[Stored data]
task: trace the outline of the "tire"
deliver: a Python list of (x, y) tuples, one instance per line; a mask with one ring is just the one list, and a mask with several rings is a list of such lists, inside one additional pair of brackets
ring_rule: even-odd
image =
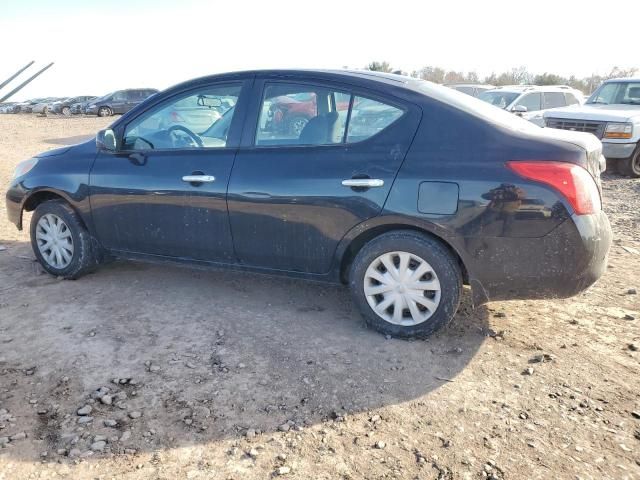
[[(381, 275), (385, 281), (394, 277), (391, 275), (392, 272), (382, 265), (382, 258), (388, 260), (390, 257), (397, 261), (394, 265), (397, 275), (397, 271), (402, 270), (402, 264), (400, 255), (396, 254), (402, 254), (404, 258), (407, 258), (405, 254), (409, 255), (408, 270), (405, 270), (408, 278), (411, 272), (418, 274), (418, 270), (424, 271), (417, 280), (421, 285), (428, 284), (433, 289), (421, 291), (407, 288), (407, 285), (416, 285), (412, 282), (396, 284), (394, 290), (380, 295), (367, 295), (365, 288), (370, 288), (371, 293), (374, 291), (371, 289), (388, 288), (393, 284), (393, 280), (383, 284), (371, 275)], [(438, 240), (417, 232), (398, 230), (380, 235), (362, 247), (351, 265), (349, 286), (367, 326), (393, 337), (426, 338), (449, 323), (458, 310), (462, 292), (462, 273), (457, 259)], [(436, 291), (437, 288), (439, 292)], [(380, 310), (384, 307), (385, 301), (398, 297), (402, 297), (400, 303), (393, 303), (383, 311), (389, 318), (383, 318), (374, 310), (374, 306), (378, 306)], [(431, 308), (420, 305), (425, 299)], [(409, 303), (413, 304), (412, 308)], [(398, 320), (395, 314), (396, 305), (399, 304), (402, 305), (402, 310), (398, 310), (402, 312), (401, 318), (399, 322), (393, 323), (394, 320)]]
[[(64, 226), (58, 222), (47, 231), (45, 225), (53, 226), (56, 218)], [(59, 230), (59, 234), (51, 234), (51, 230)], [(65, 235), (67, 231), (70, 235)], [(57, 236), (57, 250), (64, 252), (60, 253), (58, 259), (54, 255), (53, 260), (50, 260), (45, 255), (51, 255), (53, 250), (42, 247), (46, 247), (46, 242), (52, 235)], [(61, 238), (62, 236), (65, 238)], [(31, 217), (31, 247), (42, 268), (58, 277), (76, 279), (95, 269), (98, 264), (97, 248), (89, 232), (78, 214), (64, 200), (49, 200), (36, 207)]]
[(71, 109), (69, 107), (62, 107), (62, 115), (65, 117), (71, 116)]
[(640, 177), (640, 145), (629, 158), (618, 160), (618, 172), (628, 177)]
[(300, 137), (302, 130), (309, 123), (309, 119), (306, 117), (293, 117), (287, 120), (287, 132), (289, 135), (293, 135), (295, 137)]
[(100, 107), (98, 109), (99, 117), (110, 117), (111, 115), (113, 115), (113, 111), (109, 107)]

(WHAT THE TASK ASKS): Extract the lines above, from the first one through the one containing "ring_rule: even-odd", and return only those, unchanged.

(COMPLETED EXERCISE):
task: trace the outline of the "tire"
deliver: a Python list of (x, y) tuples, one instance per line; a mask with one ring is just the one list, and a mask with several rings is a list of such lists, inside one additional pair of brackets
ring_rule: even-odd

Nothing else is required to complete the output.